[Mask labeling examples]
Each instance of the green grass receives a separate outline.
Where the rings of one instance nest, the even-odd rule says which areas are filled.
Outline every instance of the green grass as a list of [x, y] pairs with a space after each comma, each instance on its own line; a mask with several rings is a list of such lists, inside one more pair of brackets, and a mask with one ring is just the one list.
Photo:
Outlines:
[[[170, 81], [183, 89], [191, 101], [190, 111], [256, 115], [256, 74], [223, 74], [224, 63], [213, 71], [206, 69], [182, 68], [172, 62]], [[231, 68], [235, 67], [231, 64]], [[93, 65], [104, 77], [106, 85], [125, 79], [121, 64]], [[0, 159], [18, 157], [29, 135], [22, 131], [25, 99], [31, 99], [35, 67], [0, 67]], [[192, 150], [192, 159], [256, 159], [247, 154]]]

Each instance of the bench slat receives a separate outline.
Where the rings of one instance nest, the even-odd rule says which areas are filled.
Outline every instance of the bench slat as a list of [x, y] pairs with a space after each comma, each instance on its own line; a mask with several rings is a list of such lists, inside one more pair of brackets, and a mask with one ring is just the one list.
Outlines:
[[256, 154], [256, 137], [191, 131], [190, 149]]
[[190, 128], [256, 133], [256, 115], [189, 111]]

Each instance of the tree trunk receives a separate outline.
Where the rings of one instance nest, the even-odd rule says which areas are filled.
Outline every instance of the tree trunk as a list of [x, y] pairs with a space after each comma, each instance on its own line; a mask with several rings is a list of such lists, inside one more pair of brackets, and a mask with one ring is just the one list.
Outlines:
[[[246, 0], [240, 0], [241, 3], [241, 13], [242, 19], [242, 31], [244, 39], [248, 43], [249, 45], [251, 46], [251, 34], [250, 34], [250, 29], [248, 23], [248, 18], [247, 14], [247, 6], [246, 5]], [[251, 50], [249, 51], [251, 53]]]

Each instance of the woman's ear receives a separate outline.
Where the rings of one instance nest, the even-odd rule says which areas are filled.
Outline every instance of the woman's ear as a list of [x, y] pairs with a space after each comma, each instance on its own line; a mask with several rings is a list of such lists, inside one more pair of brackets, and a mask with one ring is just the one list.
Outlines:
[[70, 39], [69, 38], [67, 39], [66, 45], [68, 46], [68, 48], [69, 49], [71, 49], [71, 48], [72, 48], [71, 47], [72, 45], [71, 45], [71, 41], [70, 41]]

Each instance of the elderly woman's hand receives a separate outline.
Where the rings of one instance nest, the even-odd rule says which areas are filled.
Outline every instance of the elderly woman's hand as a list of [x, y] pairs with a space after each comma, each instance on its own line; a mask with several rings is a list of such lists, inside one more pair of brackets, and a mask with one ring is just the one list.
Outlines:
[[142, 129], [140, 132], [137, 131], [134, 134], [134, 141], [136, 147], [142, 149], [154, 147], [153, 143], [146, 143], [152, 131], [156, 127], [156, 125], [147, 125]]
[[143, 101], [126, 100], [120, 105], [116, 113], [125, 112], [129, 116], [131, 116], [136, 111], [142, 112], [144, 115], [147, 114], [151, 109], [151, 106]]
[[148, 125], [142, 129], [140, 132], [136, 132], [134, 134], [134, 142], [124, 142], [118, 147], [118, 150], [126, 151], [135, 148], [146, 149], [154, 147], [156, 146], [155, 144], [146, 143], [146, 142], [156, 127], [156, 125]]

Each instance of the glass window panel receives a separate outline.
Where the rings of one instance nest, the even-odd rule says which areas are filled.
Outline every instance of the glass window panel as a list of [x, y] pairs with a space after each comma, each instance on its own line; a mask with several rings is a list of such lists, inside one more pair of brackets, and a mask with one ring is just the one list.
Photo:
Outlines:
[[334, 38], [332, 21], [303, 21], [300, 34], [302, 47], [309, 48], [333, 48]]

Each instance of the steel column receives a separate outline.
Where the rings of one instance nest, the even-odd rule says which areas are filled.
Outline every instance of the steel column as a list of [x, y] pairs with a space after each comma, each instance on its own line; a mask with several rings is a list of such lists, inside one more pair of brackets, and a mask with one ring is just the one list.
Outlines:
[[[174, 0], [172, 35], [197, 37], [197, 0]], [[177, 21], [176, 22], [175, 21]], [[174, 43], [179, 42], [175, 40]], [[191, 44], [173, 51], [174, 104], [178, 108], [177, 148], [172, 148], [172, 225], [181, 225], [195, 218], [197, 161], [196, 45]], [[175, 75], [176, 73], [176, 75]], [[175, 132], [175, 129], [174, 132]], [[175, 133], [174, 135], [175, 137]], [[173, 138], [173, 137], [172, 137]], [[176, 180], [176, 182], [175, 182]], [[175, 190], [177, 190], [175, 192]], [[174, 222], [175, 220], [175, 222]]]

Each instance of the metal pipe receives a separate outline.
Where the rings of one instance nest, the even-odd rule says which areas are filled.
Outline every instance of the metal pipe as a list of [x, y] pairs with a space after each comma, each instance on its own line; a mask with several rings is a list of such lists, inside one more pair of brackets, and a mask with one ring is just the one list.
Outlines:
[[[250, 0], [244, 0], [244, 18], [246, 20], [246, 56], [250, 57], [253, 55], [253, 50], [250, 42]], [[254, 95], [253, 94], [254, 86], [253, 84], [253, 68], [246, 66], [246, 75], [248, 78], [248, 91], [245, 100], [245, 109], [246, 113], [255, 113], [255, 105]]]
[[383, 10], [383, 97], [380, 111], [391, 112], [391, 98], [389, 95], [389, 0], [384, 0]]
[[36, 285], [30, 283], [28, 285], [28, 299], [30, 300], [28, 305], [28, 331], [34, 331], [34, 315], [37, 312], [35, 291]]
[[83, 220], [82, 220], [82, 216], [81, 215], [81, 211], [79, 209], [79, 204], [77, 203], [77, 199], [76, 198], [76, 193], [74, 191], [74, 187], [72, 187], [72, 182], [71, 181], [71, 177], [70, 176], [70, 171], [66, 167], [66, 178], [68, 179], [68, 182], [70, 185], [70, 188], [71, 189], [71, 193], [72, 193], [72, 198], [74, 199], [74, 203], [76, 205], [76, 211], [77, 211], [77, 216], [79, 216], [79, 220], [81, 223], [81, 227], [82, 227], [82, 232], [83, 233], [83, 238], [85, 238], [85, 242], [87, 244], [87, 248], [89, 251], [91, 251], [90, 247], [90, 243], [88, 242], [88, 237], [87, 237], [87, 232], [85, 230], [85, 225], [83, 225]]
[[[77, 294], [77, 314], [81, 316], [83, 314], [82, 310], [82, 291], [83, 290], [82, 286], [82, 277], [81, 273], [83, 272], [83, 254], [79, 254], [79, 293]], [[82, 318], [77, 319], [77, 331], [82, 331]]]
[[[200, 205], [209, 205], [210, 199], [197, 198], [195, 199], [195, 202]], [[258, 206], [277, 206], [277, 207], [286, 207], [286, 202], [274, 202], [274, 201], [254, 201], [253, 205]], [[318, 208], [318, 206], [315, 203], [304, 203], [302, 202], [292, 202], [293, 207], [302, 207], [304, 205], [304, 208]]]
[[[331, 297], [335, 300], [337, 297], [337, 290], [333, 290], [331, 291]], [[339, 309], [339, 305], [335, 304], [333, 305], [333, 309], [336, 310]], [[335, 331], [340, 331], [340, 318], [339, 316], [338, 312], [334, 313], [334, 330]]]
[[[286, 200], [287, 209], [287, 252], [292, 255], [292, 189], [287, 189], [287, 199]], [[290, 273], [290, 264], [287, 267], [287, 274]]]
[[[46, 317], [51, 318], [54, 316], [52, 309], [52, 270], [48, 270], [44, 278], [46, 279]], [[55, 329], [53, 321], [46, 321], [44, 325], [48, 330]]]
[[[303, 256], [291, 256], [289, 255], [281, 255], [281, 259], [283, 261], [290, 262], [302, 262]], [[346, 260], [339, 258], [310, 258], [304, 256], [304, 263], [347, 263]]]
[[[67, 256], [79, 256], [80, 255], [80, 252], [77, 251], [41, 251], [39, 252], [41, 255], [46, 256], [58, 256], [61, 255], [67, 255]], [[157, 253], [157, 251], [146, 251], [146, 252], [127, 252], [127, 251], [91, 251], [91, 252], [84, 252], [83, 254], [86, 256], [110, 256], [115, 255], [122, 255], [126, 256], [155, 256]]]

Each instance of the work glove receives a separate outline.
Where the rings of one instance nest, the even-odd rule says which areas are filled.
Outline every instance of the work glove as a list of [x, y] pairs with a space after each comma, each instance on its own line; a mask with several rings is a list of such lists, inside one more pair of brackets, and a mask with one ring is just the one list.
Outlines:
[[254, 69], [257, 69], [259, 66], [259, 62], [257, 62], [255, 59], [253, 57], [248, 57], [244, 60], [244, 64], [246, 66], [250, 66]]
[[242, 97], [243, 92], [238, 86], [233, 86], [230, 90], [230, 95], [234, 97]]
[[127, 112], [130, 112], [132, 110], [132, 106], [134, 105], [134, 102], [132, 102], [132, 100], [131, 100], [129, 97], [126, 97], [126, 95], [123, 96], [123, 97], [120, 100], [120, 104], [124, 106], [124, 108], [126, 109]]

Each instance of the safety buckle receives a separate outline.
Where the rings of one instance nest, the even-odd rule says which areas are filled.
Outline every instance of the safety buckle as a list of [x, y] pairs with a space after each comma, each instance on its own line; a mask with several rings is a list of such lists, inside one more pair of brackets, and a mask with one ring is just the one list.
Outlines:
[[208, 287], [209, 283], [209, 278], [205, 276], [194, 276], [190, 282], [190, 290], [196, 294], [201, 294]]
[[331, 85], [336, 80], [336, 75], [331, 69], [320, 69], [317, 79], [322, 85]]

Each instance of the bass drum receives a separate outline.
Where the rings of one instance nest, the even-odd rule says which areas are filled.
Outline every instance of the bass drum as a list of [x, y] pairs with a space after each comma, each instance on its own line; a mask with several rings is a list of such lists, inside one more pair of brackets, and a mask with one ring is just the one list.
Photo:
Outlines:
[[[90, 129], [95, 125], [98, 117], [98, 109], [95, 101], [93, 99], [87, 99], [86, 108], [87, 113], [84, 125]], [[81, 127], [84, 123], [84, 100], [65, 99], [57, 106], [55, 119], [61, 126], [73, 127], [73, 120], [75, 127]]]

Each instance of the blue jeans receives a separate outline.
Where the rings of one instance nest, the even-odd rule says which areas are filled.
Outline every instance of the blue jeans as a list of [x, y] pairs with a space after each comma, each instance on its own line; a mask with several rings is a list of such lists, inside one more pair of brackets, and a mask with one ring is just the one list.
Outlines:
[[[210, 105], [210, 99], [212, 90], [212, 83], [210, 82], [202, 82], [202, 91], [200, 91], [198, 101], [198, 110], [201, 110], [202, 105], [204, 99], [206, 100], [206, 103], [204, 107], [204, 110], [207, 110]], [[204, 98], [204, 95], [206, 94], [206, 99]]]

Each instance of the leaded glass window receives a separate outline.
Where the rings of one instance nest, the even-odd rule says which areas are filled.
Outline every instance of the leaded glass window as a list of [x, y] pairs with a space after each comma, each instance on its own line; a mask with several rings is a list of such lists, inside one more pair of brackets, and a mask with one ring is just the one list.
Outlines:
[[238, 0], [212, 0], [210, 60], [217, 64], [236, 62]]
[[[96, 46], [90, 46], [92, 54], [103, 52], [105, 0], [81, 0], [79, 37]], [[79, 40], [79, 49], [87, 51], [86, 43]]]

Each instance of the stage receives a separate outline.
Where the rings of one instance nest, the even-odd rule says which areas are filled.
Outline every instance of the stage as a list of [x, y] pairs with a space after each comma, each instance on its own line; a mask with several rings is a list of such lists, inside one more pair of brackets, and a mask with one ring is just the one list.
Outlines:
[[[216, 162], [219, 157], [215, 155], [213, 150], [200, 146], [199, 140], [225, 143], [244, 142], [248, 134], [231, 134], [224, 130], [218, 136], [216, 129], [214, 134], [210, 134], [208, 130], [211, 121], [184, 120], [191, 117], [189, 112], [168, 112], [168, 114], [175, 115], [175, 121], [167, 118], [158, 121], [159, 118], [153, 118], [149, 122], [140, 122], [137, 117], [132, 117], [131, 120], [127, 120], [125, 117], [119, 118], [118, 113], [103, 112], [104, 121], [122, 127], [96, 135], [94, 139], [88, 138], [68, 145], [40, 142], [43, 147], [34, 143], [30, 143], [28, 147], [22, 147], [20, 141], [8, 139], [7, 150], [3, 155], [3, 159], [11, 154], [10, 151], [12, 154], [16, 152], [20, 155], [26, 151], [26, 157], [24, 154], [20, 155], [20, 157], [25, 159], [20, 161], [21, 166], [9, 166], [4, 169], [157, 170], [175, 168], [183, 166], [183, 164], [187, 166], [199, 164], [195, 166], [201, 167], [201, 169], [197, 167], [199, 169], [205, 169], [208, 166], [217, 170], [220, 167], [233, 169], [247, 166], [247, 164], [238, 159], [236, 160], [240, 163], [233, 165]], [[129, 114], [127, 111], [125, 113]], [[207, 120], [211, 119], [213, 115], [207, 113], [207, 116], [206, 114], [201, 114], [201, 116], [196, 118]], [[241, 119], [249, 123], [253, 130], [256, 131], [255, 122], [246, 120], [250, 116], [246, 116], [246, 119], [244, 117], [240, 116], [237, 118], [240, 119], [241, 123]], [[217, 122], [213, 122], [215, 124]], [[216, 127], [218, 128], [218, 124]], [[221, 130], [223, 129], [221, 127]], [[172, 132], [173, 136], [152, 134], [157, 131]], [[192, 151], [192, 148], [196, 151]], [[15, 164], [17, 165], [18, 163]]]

EXERCISE DIRECTIONS: Please repeat everything from the line containing "Each instance of the leaded" down to the line containing "[[238, 0], [212, 0], [210, 60], [217, 64], [236, 62]]", swapping "leaded glass window" for "stained glass window" and keeping all else unchanged.

TASK OUTPUT:
Each instance of the stained glass window receives a separate outline.
Where the rings of one instance nest, the even-odd rule says which areas are filled.
Outline every instance of the stained glass window as a list of [x, y] pairs with a space after each comma, each instance on its own line; a mask with several rings is a list of such lists, inside one more pair of brackets, and a mask with one ring is just the one list.
Outlines:
[[238, 0], [212, 0], [210, 60], [217, 64], [236, 62]]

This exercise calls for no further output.